The control of phase transition temperatures of materials is of key importance for developing their functions. In most cases, mixing several LC compounds is the most conventional and simplest way to obtain ambient temperature LC materials. This method is nearly impossible without low-melting-point LC compounds like 4-cyano-4′-pentylbiphenyl (5CB),5 whose chemical stability and runny nematic (N) phase between 22 °C and 35 °C had historically made itself the gold standard molecule for LC displays and other applications.30 However, because the concentration of paramagnetic components must be kept high to form a dense network of intermolecular interactions,27 the standard LC-NR is strongly required for any application. If the functional group has an appropriate shape for LC molecules, the additional function can coexist with low-melting-point LC phases; e.g., 4-butyl-4′-methoxyazobenzene with a photoisomerizable azobenzene moiety to show photo-fluidization from its N phase at room temperature.31,32

Since the rigid core generally decides the crystallinity of the LC materials, the modification of terminal units is not crucial for lowering the melting points; LC-NRs show melting points higher than 60 °C regardless of terminal units.33–37 To lower the melting temperature (Tf = ΔHfSf), we should design the compound with a lower enthalpy of fusion (ΔHf) or a larger entropy of fusion (ΔSf). Since the number of phenylene groups cannot be lower than three for LC-NRs not to lose the liquid crystallinity,28 the chiral resolution is the only way to decrease ΔHf. This effect is expected to be too small to lower Tf to ambient temperature.28 We should focus on the increase of the difference in configurational entropy between crystal and LC phases. The configurational entropy can be reduced in crystals even by one substitution that breaks molecular symmetry, whereas the configurational entropy in LC phases is independent of the same substitution because the molecules can rotate there.38 Therefore, we anticipated that symmetry breaking by substituting any hydrogen atom in the phenylenes decreases the melting point, as shown in Fig. 1a. The fluorination seems appropriate due to the stability of C–F bonds and the smallest size in all possible substituents; its minimal bulkiness would hardly hinder the rod-like shape leading to the liquid crystallinity, whereas its size larger than hydrogen atom could sterically destabilize one of the conformations of the rigid groups.

● ● ●

- **Aim A**:
Condense the paragraph in the extract that begins "Since the rigid core generally decides the crystallinity" into a shorter version that keeps its main facts.

- **Information provided**:
● ● ●

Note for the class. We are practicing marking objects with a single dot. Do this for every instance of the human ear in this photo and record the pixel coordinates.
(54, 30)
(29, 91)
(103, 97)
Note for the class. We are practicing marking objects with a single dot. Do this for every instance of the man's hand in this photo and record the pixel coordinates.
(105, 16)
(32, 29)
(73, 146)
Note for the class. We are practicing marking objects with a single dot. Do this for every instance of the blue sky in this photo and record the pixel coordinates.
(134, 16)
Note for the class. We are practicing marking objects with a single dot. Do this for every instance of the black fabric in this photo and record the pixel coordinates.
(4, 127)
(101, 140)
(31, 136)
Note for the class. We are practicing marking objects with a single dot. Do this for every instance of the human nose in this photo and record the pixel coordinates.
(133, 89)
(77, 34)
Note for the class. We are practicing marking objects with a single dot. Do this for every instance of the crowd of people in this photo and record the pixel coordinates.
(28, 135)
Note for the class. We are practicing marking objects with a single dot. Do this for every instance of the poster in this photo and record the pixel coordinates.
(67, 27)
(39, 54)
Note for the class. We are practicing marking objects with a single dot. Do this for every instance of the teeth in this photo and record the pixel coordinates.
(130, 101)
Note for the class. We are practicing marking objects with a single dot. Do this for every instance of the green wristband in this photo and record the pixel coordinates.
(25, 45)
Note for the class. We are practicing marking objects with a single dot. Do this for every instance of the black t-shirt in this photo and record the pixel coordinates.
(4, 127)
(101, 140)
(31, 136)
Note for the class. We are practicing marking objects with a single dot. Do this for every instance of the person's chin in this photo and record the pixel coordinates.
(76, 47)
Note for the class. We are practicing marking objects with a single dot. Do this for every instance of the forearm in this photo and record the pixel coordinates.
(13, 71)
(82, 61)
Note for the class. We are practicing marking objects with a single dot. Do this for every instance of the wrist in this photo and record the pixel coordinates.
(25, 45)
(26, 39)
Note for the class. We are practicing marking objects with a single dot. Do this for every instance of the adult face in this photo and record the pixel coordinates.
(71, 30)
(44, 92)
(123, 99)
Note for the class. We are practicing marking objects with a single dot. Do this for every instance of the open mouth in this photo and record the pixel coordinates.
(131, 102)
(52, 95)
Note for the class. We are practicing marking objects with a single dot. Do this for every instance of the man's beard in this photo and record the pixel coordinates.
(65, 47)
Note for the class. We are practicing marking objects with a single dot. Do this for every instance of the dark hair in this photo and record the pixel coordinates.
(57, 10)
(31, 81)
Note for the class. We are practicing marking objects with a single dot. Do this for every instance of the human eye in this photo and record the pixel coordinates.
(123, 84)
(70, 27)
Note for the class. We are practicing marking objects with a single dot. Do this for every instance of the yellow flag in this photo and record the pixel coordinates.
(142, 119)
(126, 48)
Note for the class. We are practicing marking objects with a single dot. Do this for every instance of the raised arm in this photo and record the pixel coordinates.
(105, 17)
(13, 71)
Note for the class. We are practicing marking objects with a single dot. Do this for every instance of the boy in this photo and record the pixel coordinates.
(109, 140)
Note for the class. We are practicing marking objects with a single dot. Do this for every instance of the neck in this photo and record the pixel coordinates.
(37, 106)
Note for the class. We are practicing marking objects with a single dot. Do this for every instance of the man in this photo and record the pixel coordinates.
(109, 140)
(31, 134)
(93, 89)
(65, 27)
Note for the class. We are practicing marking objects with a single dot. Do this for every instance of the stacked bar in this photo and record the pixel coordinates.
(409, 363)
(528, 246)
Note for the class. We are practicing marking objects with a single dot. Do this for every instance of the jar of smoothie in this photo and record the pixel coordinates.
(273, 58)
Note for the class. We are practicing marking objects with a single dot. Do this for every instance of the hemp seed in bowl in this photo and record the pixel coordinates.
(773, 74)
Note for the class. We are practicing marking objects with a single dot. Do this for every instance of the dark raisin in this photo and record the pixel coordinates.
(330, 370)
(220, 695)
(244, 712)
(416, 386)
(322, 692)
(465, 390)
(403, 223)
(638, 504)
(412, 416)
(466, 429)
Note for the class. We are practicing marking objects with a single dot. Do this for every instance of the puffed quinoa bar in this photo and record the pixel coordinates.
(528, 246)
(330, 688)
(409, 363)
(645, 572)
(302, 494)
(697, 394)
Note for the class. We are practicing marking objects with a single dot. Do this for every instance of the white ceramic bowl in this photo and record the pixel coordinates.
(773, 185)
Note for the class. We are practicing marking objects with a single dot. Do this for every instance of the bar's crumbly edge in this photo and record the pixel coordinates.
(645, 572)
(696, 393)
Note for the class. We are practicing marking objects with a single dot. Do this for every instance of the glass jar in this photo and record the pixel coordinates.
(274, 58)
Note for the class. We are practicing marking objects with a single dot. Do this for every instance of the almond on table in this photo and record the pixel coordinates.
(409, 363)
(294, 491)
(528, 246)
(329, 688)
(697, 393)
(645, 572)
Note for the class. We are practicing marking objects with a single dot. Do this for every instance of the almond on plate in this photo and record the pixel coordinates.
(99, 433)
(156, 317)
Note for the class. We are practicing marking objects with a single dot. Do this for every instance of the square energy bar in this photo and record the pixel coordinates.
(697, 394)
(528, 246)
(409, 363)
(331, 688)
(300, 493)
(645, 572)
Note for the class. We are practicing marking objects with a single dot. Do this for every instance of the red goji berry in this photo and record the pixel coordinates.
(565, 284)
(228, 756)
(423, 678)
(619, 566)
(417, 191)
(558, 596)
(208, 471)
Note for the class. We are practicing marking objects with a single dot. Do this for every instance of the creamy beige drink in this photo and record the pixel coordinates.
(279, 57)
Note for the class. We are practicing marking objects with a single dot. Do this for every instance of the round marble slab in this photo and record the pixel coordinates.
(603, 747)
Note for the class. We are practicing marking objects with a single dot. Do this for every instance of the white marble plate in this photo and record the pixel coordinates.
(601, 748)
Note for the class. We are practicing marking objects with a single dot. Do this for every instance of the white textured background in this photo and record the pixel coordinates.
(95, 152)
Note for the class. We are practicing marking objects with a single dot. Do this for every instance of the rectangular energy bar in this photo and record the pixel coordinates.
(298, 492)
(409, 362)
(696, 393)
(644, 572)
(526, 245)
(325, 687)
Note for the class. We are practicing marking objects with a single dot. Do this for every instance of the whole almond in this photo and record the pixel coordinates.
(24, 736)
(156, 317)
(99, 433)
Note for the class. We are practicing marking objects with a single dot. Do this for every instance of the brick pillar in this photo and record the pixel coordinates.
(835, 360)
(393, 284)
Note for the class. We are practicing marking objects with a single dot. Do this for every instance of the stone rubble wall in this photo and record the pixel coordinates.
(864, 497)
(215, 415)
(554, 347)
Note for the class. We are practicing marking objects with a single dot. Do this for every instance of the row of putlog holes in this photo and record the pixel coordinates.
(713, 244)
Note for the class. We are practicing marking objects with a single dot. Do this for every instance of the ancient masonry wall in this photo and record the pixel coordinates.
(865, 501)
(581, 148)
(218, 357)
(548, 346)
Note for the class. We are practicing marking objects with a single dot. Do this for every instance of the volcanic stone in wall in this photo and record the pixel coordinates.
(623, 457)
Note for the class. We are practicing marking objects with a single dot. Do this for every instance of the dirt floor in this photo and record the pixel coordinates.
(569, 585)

● ● ●

- **Aim B**:
Pick out and copy every line of the rows above that contains the word "black". Case counts.

- **Task solution A**:
The rigid core largely determines crystallinity, so changing terminal units does not significantly lower melting points. LC-NRs melt above 60 °C whatever their terminal units. To lower the melting temperature, a compound needs a lower enthalpy of fusion or a larger entropy of fusion.

LC-NRs need at least three phenylene groups to remain liquid crystalline. This makes chiral resolution the only way to reduce the enthalpy of fusion, but its effect is expected to be too small to reach ambient temperature. The focus is therefore on increasing the configurational entropy difference between the crystal and LC phases. A single symmetry-breaking substitution reduces configurational entropy in crystals. It leaves configurational entropy unchanged in LC phases, where the molecules can rotate. Substituting any hydrogen on the phenylenes was therefore expected to lower the melting point.

Fluorination suits this purpose for two reasons. C–F bonds are stable, and fluorine is the smallest possible substituent, so it barely disturbs the rod-like shape behind liquid crystallinity. Because it is larger than hydrogen, however, it could sterically destabilize one conformation of the rigid groups.

- **Task solution B**:
Note for the class. We are practicing marking objects with a single dot. Do this for every instance of the black fabric in this photo and record the pixel coordinates.
Note for the class. We are practicing marking objects with a single dot. Do this for every instance of the black t-shirt in this photo and record the pixel coordinates.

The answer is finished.